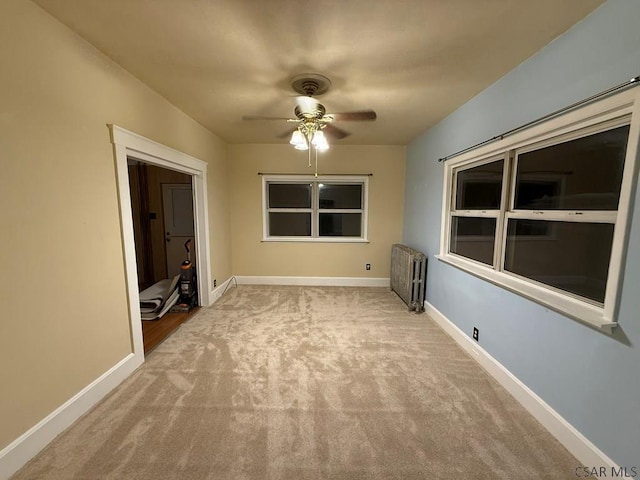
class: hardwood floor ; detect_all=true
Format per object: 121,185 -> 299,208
142,307 -> 200,354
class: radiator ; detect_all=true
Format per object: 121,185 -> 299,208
390,244 -> 427,312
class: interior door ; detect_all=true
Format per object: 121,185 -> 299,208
162,184 -> 195,279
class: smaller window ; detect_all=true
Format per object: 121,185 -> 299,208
319,184 -> 363,209
319,183 -> 363,237
514,125 -> 628,211
269,212 -> 311,237
263,175 -> 368,242
450,216 -> 497,266
455,159 -> 504,210
266,182 -> 313,237
319,213 -> 362,237
504,220 -> 614,303
449,157 -> 505,267
268,183 -> 312,208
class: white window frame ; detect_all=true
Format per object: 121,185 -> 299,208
449,154 -> 507,266
262,174 -> 369,243
438,88 -> 640,332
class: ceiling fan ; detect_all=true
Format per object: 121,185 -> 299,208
242,73 -> 377,148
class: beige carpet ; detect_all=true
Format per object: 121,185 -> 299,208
13,286 -> 578,479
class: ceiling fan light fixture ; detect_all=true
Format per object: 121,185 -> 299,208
290,129 -> 308,149
244,73 -> 377,172
312,130 -> 329,151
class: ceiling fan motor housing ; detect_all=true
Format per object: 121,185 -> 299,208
295,103 -> 326,119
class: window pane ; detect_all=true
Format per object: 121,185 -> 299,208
455,160 -> 503,210
319,213 -> 362,237
450,217 -> 496,265
319,184 -> 362,209
269,212 -> 311,236
515,125 -> 629,210
268,183 -> 311,208
505,220 -> 614,303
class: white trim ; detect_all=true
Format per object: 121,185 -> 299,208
0,354 -> 141,480
451,210 -> 500,218
264,174 -> 369,183
514,114 -> 631,157
109,124 -> 213,361
424,301 -> 618,470
437,254 -> 616,332
235,275 -> 390,287
112,140 -> 145,355
439,156 -> 454,260
111,127 -> 207,172
604,96 -> 640,321
505,210 -> 617,223
209,276 -> 234,304
261,237 -> 370,243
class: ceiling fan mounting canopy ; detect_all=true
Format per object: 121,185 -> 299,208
291,73 -> 332,96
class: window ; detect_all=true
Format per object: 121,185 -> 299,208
267,183 -> 312,236
439,89 -> 640,330
450,158 -> 505,266
263,175 -> 368,242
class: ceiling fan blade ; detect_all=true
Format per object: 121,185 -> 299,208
327,110 -> 377,121
295,95 -> 320,115
323,123 -> 351,140
242,115 -> 295,121
277,127 -> 298,139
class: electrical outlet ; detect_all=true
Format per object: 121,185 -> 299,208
213,279 -> 217,288
365,263 -> 371,271
473,327 -> 479,342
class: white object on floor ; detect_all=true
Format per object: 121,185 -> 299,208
141,289 -> 180,320
139,275 -> 180,318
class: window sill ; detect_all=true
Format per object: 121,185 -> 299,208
262,237 -> 370,243
436,254 -> 618,333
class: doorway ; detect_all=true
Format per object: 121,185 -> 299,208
111,125 -> 212,362
128,163 -> 196,287
128,162 -> 199,352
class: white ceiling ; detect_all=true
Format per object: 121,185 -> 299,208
32,0 -> 604,145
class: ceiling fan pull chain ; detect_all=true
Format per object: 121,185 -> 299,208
315,148 -> 319,177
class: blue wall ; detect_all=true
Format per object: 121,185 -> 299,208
403,0 -> 640,466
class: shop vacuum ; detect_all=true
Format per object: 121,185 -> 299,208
170,238 -> 198,313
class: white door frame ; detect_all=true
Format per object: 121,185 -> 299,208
109,125 -> 212,358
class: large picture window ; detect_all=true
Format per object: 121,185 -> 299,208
262,175 -> 368,242
440,89 -> 640,330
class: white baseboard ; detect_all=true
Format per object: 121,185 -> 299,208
424,301 -> 617,469
0,352 -> 142,480
234,276 -> 390,287
208,276 -> 235,305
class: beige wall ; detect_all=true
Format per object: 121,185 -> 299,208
229,144 -> 406,278
0,0 -> 231,450
0,0 -> 403,457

-----

Please reproduce the whole listing exactly; the pictures stay out.

class: hardwood floor ; detect_all=true
Format per object: 121,185 -> 299,208
142,307 -> 200,354
class: radiator ; detect_all=true
Format per object: 121,185 -> 299,208
390,244 -> 427,312
class: interior door ; detect_all=true
Format per object: 121,185 -> 299,208
162,184 -> 195,279
class: smaller window ; detect_all=true
Format per object: 121,185 -> 299,208
319,184 -> 363,209
319,183 -> 363,237
514,125 -> 628,211
269,212 -> 311,237
263,175 -> 368,242
450,216 -> 497,266
455,159 -> 504,210
266,182 -> 313,237
319,213 -> 362,237
504,220 -> 614,303
449,157 -> 505,267
268,183 -> 312,208
class: white window frame ; detect_all=true
Format per object: 121,185 -> 299,208
449,154 -> 507,266
262,174 -> 369,243
438,88 -> 640,332
class: ceiling fan ; detect_all=true
Format per object: 121,185 -> 299,208
242,73 -> 377,148
class: beige carpet ; detect_all=true
Format per object: 121,185 -> 299,208
13,286 -> 578,479
class: ceiling fan light fixture ; detect_all=true
Format per object: 121,185 -> 299,208
290,129 -> 308,149
244,73 -> 377,172
312,130 -> 329,151
class: ceiling fan motor housing ; detect_all=true
Format per object: 121,185 -> 299,208
295,103 -> 326,119
class: window pane ; detect_all=true
Format per object: 121,185 -> 299,208
455,160 -> 503,210
319,213 -> 362,237
450,217 -> 496,265
319,184 -> 362,209
269,212 -> 311,236
515,125 -> 629,210
268,183 -> 311,208
505,220 -> 614,303
class: white trim ; detect_all=true
Format per object: 121,185 -> 299,208
0,354 -> 141,480
451,210 -> 500,218
264,174 -> 369,183
514,114 -> 631,157
109,124 -> 213,361
424,301 -> 618,470
437,254 -> 616,332
235,275 -> 390,287
112,140 -> 145,355
439,156 -> 454,260
111,127 -> 207,172
604,96 -> 640,321
505,210 -> 617,223
209,276 -> 234,304
261,237 -> 370,243
class: ceiling fan mounting canopy ; detect_all=true
Format per object: 121,185 -> 299,208
291,73 -> 332,96
class: window ; detect_all=true
Format per object: 121,185 -> 299,208
267,183 -> 312,236
439,89 -> 640,330
450,158 -> 505,266
263,175 -> 368,242
class: ceiling fan blade ; detect_all=true
Format per object: 121,185 -> 299,208
327,110 -> 377,121
295,95 -> 320,115
323,123 -> 351,140
242,115 -> 295,121
277,127 -> 298,139
class: electrical outlet ; detect_all=true
Format per object: 121,185 -> 299,208
213,279 -> 217,288
365,263 -> 371,271
473,327 -> 479,342
class: white object on floor ; detect_all=true
Format per object: 121,185 -> 299,208
141,289 -> 180,320
139,275 -> 180,318
class: window sill ; detect_all=true
Format per object: 121,185 -> 299,208
262,237 -> 370,243
436,254 -> 618,333
class: doorway ; detect_all=true
Format per object: 121,185 -> 299,208
111,125 -> 212,362
128,163 -> 196,287
128,162 -> 199,352
class: white ceiling ; detect_all=true
Format per object: 121,185 -> 299,208
32,0 -> 604,145
class: ceiling fan pull chain ; detect_all=true
Format per object: 121,185 -> 299,208
315,148 -> 319,177
class: blue wall ; detect_all=true
Format per object: 121,185 -> 299,208
403,0 -> 640,466
class: shop vacuum ; detect_all=true
Format per object: 121,185 -> 299,208
170,238 -> 198,313
class: white door frame ; detect_all=true
Format per object: 121,185 -> 299,208
109,125 -> 212,358
class: large picture window ; detect_all=true
Format per object: 121,185 -> 299,208
262,175 -> 368,242
440,89 -> 640,330
class: white baseboard ; detect_all=true
Format per object: 121,185 -> 299,208
424,301 -> 617,469
0,352 -> 142,480
234,276 -> 390,287
208,276 -> 235,305
class: beige wall ; detect_all=true
Format per object: 121,185 -> 299,208
229,144 -> 406,278
0,0 -> 231,450
0,0 -> 403,457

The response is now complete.